* JOB
Return each of the rows below line for line, with nothing altered.

------ DATA FOR THIS TASK

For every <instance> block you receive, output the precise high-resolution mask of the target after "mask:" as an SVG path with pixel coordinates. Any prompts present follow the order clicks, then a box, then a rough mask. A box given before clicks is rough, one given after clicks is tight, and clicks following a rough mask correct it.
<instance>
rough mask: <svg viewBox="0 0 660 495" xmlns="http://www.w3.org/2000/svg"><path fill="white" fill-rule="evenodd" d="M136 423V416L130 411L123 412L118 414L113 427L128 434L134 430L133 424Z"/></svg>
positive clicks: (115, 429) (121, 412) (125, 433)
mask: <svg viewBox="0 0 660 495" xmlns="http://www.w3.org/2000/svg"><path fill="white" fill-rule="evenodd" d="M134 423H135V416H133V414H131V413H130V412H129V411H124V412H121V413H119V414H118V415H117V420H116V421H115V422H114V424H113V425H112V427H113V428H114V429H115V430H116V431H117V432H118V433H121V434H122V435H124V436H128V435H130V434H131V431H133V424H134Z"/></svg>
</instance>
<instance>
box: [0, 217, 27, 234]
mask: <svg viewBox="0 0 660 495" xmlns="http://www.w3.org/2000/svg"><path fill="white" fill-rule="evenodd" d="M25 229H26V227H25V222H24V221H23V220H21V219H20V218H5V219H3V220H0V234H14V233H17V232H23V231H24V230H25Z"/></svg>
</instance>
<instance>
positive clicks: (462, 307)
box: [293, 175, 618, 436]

------------

* RESPONSE TO THE EXERCISE
For every <instance> block you receive, output the precise high-resolution mask of the target after "mask:" as an SVG path with pixel coordinates. Any prompts present follow the order clicks, then a box, then a rough mask. A box given before clicks is rough, one given after clicks is tight, and clicks following a rough mask correct it.
<instance>
rough mask: <svg viewBox="0 0 660 495" xmlns="http://www.w3.org/2000/svg"><path fill="white" fill-rule="evenodd" d="M136 423V416L130 411L123 412L118 414L113 427L128 434L134 430L133 424Z"/></svg>
positive clicks: (115, 429) (121, 412) (125, 433)
mask: <svg viewBox="0 0 660 495" xmlns="http://www.w3.org/2000/svg"><path fill="white" fill-rule="evenodd" d="M134 423H135V416H133V414H131V413H130V412H129V411H124V412H121V413H119V414H118V415H117V420H116V421H115V422H114V424H113V425H112V427H113V428H114V429H115V430H116V431H117V432H118V433H121V434H122V435H124V436H128V435H130V434H131V431H133V424H134Z"/></svg>
</instance>
<instance>
box: [0, 217, 27, 234]
mask: <svg viewBox="0 0 660 495" xmlns="http://www.w3.org/2000/svg"><path fill="white" fill-rule="evenodd" d="M25 229H26V227H25V222H24V221H23V220H21V219H20V218H5V219H3V220H0V234H14V233H17V232H23V231H24V230H25Z"/></svg>
</instance>
<instance>
positive clicks: (462, 307)
box: [293, 175, 618, 436]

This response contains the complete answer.